- _BRIEF_
The records below are to be retyped in full, without any alteration.

- _Point-per-instance localization data_
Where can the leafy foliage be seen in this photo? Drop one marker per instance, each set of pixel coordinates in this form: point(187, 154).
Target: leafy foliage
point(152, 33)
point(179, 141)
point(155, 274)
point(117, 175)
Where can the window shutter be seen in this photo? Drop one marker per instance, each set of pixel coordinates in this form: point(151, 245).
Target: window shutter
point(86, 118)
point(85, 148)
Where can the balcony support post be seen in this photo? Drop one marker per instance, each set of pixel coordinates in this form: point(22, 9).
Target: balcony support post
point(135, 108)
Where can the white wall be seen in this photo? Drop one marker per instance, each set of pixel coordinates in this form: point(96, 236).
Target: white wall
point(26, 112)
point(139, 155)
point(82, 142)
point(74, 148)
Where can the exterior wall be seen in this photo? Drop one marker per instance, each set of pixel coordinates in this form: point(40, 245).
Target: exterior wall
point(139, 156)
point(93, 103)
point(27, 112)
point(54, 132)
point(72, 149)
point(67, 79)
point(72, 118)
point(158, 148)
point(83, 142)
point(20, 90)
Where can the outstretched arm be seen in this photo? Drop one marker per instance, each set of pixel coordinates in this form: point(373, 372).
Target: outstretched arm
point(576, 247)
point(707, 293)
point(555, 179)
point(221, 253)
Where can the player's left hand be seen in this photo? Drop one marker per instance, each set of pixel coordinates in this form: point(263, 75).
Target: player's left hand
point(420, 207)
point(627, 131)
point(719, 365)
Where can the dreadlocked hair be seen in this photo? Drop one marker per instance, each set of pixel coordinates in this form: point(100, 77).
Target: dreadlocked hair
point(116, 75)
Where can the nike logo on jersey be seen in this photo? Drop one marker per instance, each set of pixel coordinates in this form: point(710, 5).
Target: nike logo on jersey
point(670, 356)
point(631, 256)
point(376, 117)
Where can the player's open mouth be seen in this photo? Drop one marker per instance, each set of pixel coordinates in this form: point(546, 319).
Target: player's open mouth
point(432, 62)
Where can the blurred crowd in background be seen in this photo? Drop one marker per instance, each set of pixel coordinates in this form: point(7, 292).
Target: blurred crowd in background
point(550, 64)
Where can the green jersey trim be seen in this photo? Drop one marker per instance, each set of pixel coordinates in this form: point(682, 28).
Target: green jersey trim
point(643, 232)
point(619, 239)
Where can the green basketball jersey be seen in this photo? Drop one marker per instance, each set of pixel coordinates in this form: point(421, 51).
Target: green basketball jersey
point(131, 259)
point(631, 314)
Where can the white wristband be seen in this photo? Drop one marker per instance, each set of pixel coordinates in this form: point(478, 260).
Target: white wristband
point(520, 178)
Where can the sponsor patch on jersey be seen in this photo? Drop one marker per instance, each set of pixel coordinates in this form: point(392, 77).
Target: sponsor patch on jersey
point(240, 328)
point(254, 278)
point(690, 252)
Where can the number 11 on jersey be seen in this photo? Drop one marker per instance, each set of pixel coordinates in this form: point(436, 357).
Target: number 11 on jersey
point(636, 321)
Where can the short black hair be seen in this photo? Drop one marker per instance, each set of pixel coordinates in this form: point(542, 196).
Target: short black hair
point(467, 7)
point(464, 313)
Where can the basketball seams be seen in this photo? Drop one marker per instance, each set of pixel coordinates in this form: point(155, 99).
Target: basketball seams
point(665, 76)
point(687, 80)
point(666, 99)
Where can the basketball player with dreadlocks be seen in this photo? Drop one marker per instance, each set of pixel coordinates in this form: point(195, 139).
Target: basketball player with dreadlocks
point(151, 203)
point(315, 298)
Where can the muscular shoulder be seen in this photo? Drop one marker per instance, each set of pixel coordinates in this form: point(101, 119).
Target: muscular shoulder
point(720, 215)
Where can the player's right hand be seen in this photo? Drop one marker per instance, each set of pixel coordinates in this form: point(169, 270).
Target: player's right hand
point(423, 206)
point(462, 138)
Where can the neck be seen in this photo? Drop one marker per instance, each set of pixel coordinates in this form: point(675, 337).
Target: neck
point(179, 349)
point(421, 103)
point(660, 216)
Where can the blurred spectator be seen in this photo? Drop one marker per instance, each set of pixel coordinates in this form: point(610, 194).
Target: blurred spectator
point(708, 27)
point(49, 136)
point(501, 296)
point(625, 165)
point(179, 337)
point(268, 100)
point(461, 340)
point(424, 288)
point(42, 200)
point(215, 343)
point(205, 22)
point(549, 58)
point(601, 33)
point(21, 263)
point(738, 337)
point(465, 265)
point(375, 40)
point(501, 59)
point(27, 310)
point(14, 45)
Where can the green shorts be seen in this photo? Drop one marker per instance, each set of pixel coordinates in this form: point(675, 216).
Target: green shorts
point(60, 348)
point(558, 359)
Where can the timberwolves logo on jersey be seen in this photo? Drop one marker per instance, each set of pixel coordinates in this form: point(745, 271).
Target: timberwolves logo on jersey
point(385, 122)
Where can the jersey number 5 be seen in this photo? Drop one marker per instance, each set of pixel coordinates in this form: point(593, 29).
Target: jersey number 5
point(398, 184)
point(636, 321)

- _SOLVED EXERCISE_
Where can the leafy foliage be seen in this photo? Drop one marker per instance, each set of pixel coordinates in this form: point(187, 154).
Target: leafy foliage
point(152, 33)
point(179, 141)
point(155, 274)
point(117, 175)
Where can the window shutter be seen in this photo? Drop one marker per instance, each set of pixel coordinates in this form: point(151, 245).
Target: window shutter
point(86, 118)
point(85, 148)
Where can the balcony support post be seen in this photo? Drop one marker per instance, each set of pixel coordinates in this form: point(22, 9).
Target: balcony support post
point(135, 108)
Where can the white wall be seen in this photo? Drop one marker per instance, each set of pixel coordinates in this form: point(96, 236).
Target: white wall
point(26, 112)
point(139, 155)
point(82, 142)
point(74, 148)
Where can the exterior wall be seen in this photo? Drop one marker per instance, each set of pixel coordinates in this form: point(40, 245).
Target: exterior wall
point(139, 156)
point(93, 103)
point(27, 112)
point(54, 132)
point(72, 149)
point(67, 79)
point(72, 118)
point(158, 148)
point(83, 142)
point(20, 90)
Where can the outstretched arm be seen in this photo? Drop one marker per instance, each set of pixel coordinates in this form: point(373, 372).
Target: outstretched arm
point(576, 247)
point(707, 293)
point(555, 179)
point(221, 253)
Where can the player's left hand be seen in this photo? Drop one marker per instance, each set of pixel coordinates in this form: point(263, 75).
Target: player's left hand
point(420, 207)
point(627, 131)
point(719, 365)
Where can the dreadlocked hair be seen in this photo? Drop one marker per instance, each set of pixel coordinates in this form: point(100, 77).
Target: dreadlocked hair
point(116, 75)
Where can the nike logo on jersey be seen in this photo? Drop one marker per instance, each set of pixel coordinates in this form: point(710, 5).
Target: nike logo on jersey
point(670, 356)
point(631, 256)
point(376, 117)
Where can the player's open mouth be seen in this photo? Drop one marker per instance, each set of pixel coordinates in this form: point(546, 319).
Target: player's open mouth
point(432, 62)
Where can the blurred crowd in background be seen in this photo? Drop one marker per instance, each set of pixel coordinates in this form: point(7, 292).
Target: blurred crowd in background
point(550, 64)
Where can the green jersey trim be seen in this photo? Drop one marker per instance, each set of pixel coordinates in this form: point(682, 28).
Target: green jersey trim
point(643, 232)
point(619, 239)
Where can the green basketball jersey be seen in this photo? Drop one marker per instance, each set of pixel coordinates in this form: point(421, 51).
Target: green basketball jersey
point(131, 259)
point(631, 314)
Where can the white wristband be seen in this photo? Drop one marker per instance, each set of pixel coordinates in this form: point(478, 260).
Target: white wristband
point(520, 178)
Where can the sponsor patch on jersey be seen in this photo? Drop one marker per instance, each set of pixel coordinates in this form: point(392, 77).
Target: sponsor patch on jersey
point(240, 328)
point(254, 278)
point(690, 252)
Where can the number 11 on jersey be seen in this photo? Drop one marker per instance, each set of pixel coordinates in this form: point(436, 357).
Target: number 11 on jersey
point(636, 321)
Where can the short black hair be seen in this photo? Drop one marker per instance, each set of pixel coordinates in this form: point(542, 196).
Target: short black hair
point(467, 7)
point(464, 313)
Where can the basketball seams be seen in this photo? Drop one marker per instance, each set of pixel coordinates in this form: point(155, 99).
Target: basketball seams
point(665, 76)
point(687, 80)
point(666, 99)
Where can the basketball player with dreadlocks be seen in this photo? Drop one marker per instance, each set of pixel coordinates in this form: point(195, 139).
Target: basketball player with dreadlocks
point(151, 203)
point(315, 298)
Where can the muscular shoulder be seen in this photo? Drop one marker per instance, each set of pixel coordinates in this form: point(101, 119).
Target: muscular shoulder
point(720, 215)
Where can the player's right hand be seen in this photo? Drop one marker per instance, each set of pixel coordinates in this form: point(169, 270).
Target: player's right hand
point(423, 206)
point(462, 138)
Where can the neck be seen in this photo? Drop one marker per instance, each set of pixel coordinates in this form: point(675, 337).
Target: neck
point(179, 349)
point(421, 103)
point(660, 216)
Where can the blurred spectator be seen in this photo? Drop one marker per instance, each set of pixel coordinates in this form: point(610, 194).
Target: blurred spectator
point(708, 27)
point(49, 136)
point(501, 296)
point(625, 165)
point(179, 337)
point(268, 100)
point(461, 340)
point(424, 288)
point(42, 200)
point(215, 343)
point(205, 22)
point(549, 58)
point(601, 33)
point(21, 263)
point(738, 337)
point(465, 265)
point(375, 40)
point(501, 59)
point(27, 310)
point(14, 45)
Where can the green shorts be seen in this photo? Drop one marker per instance, each set of pixel coordinates in this form: point(675, 216).
Target: green shorts
point(60, 348)
point(558, 359)
Where can the timberwolves logo on jersey be seen in this photo? Drop one marker per instance, each set of pixel coordinates in this form: point(745, 271).
Target: timberwolves logo on jersey
point(385, 122)
Where can the jersey number 5 be seen in this photo? Drop one marker per instance, each set of pixel coordinates in this form: point(593, 29).
Target: jersey number 5
point(398, 184)
point(636, 321)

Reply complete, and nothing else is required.